* How to complete this task: Everything in the listing below should be repeated exactly.
◇ ◇ ◇ ◇ ◇ ◇ ◇
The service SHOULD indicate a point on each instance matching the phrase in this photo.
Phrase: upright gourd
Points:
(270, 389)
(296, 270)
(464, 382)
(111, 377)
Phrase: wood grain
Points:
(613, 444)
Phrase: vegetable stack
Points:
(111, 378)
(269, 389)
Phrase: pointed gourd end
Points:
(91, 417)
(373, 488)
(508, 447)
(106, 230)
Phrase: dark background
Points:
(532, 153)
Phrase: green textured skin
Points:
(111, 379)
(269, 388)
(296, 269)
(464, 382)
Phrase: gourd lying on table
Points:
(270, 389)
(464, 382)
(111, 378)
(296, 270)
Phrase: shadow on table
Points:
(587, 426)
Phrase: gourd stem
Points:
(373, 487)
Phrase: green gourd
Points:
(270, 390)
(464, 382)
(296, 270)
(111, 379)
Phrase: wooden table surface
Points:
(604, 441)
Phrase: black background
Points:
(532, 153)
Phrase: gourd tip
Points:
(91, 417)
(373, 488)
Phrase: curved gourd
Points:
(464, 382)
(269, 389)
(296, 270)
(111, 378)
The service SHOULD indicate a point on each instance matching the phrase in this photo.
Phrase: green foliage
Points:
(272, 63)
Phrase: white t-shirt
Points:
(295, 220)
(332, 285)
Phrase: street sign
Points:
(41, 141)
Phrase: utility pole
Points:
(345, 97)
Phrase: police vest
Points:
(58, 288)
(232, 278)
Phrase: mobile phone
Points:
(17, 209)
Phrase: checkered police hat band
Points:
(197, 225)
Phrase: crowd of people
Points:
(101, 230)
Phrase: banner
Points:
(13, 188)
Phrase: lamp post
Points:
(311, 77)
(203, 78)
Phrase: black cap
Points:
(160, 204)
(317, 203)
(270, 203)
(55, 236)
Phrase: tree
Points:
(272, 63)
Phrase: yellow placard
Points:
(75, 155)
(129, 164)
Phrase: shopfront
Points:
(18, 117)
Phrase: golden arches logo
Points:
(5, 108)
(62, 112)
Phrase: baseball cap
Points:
◇ ◇ ◇ ◇ ◇ ◇ ◇
* Exercise result:
The service SHOULD indicate a point on each instance matching the phrase in this photo.
Phrase: upright gourd
Points:
(270, 389)
(296, 270)
(464, 382)
(111, 377)
Phrase: wood grain
Points:
(613, 444)
Phrase: vegetable stack
Points:
(111, 378)
(269, 389)
Phrase: pointed gourd end
Points:
(91, 417)
(373, 488)
(508, 447)
(106, 230)
Phrase: dark background
Points:
(532, 153)
Phrase: green textured skin
Points:
(111, 379)
(269, 388)
(296, 269)
(464, 382)
Phrase: gourd lying on table
Points:
(270, 389)
(464, 382)
(111, 378)
(296, 270)
Phrase: shadow on table
Points:
(587, 426)
Phrase: gourd stem
Points:
(373, 487)
Phrase: green gourd
Points:
(270, 390)
(464, 382)
(296, 270)
(111, 379)
Phrase: wooden table surface
Points:
(604, 441)
Phrase: black background
Points:
(532, 153)
Phrase: gourd tip
Points:
(91, 417)
(373, 488)
Phrase: curved gourd
Points:
(464, 382)
(269, 389)
(296, 270)
(111, 378)
The service SHOULD indicate a point on each instance matching the phrase in this photo.
Phrase: green foliage
Points:
(272, 63)
Phrase: white t-shirt
Points:
(295, 220)
(332, 285)
Phrase: street sign
Points:
(41, 141)
Phrase: utility pole
Points:
(345, 97)
Phrase: police vest
Points:
(58, 288)
(232, 278)
Phrase: mobile phone
Points:
(17, 209)
Phrase: checkered police hat band
Points:
(197, 225)
Phrase: crowd of people
Points:
(101, 230)
Phrase: banner
Points:
(13, 188)
Phrase: lamp post
Points:
(311, 77)
(203, 78)
Phrase: black cap
Points:
(160, 204)
(317, 203)
(270, 203)
(55, 236)
Phrase: tree
Points:
(272, 63)
Phrase: yellow placard
Points:
(75, 155)
(129, 164)
Phrase: shopfront
Points:
(18, 117)
Phrase: golden arches logo
Points:
(5, 108)
(62, 112)
Phrase: baseball cap
Points:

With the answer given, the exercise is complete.